====== Data listing
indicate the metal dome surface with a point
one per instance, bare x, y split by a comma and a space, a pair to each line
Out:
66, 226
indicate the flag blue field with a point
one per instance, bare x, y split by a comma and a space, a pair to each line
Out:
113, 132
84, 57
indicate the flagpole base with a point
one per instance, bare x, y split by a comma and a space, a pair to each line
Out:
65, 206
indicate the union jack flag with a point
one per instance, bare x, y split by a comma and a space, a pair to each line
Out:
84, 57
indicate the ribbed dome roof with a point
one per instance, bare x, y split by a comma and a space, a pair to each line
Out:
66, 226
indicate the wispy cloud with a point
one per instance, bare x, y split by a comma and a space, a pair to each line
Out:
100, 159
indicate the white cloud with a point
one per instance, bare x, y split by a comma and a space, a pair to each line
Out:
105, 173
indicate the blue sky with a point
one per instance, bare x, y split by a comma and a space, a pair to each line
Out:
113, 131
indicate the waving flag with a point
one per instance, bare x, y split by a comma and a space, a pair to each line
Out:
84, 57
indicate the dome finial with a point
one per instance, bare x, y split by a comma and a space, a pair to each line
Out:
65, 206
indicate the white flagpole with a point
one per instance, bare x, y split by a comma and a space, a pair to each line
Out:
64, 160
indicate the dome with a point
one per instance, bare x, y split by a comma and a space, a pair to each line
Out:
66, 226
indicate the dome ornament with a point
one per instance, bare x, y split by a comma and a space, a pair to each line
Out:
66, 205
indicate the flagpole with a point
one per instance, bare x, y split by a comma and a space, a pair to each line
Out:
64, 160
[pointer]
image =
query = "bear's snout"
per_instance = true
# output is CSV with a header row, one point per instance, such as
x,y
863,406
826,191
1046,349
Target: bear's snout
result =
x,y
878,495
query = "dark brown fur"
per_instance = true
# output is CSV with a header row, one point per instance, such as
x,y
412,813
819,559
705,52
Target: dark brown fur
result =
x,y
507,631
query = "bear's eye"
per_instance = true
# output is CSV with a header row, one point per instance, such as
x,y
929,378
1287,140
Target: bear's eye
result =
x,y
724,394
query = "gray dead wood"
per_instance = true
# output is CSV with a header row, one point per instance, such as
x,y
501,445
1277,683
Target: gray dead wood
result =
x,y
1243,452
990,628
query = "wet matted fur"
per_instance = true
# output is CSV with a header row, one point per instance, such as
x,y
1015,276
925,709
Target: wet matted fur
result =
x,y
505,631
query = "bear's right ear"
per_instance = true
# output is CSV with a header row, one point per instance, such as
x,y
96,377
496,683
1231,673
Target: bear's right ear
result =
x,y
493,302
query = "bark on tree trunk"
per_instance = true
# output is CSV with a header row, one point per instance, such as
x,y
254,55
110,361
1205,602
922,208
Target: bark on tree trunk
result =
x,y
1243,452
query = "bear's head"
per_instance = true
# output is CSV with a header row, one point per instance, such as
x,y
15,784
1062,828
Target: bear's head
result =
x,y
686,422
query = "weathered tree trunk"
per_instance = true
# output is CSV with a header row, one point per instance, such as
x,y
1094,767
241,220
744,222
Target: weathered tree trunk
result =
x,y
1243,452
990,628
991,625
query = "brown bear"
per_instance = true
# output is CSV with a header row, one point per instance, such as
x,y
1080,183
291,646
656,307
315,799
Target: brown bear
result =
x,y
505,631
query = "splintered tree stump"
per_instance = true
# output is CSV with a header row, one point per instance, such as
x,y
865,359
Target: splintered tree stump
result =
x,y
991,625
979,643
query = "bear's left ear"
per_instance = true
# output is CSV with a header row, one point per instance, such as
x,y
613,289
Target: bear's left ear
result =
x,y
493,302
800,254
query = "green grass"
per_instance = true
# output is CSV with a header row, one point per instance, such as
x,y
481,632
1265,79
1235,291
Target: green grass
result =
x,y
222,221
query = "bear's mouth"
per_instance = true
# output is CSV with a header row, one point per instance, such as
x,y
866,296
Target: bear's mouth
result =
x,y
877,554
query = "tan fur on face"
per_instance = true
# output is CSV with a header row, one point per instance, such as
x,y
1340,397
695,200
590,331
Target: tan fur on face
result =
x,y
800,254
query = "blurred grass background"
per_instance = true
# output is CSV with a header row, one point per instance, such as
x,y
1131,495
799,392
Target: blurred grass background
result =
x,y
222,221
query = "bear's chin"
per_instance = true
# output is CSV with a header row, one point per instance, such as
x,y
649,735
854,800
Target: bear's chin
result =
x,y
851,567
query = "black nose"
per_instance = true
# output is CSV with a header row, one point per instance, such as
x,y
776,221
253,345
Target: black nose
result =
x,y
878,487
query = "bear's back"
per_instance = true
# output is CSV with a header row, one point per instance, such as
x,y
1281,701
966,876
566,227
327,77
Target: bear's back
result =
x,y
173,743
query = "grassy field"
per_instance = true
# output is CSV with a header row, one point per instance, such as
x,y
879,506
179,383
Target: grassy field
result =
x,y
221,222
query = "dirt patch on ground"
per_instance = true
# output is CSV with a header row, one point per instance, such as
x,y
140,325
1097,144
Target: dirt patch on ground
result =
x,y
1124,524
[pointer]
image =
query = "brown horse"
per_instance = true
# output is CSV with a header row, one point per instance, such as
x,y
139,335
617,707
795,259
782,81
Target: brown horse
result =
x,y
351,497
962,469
============
Problem requirements:
Copy out the entries above exactly as given, starting at the top and ending with the line containing "indicate the flagpole with a point"; include both and nothing more.

Finished exercise:
indicate the metal dome surface with a point
one per instance, bare x, y split by a comma and a space, a pair to each line
Out:
66, 226
indicate the flag blue field with a point
one per instance, bare x, y split by a comma and a space, a pair to each line
Out:
113, 132
84, 57
indicate the flagpole base with a point
one per instance, bare x, y split by a comma and a space, a pair to each line
Out:
65, 206
indicate the union jack flag with a point
one per instance, bare x, y split by a comma and a space, a pair to each line
Out:
84, 57
indicate the ribbed dome roof with a point
one per instance, bare x, y split by a comma and a space, a pair to each line
Out:
66, 226
indicate the wispy cloud with a point
one per instance, bare x, y split by a comma and a space, a pair to each line
Out:
100, 159
indicate the white cloud with a point
one per instance, bare x, y split by a comma and a space, a pair to each line
Out:
105, 173
indicate the blue sky with a point
one per instance, bare x, y split by a comma and a space, a pair to each line
Out:
113, 131
indicate the waving flag with a point
one per instance, bare x, y split by a comma and a space, a pair to each line
Out:
84, 57
indicate the dome finial with a point
one per instance, bare x, y split by a comma and a space, a pair to each line
Out:
65, 206
indicate the white flagpole with a point
one per instance, bare x, y split by a comma and a space, a pair to each line
Out:
64, 160
indicate the dome with a point
one per instance, bare x, y split by a comma and a space, a pair to each line
Out:
66, 226
indicate the dome ornament with a point
one per instance, bare x, y split by a comma and a space, a pair to each line
Out:
66, 205
indicate the flagpole with a point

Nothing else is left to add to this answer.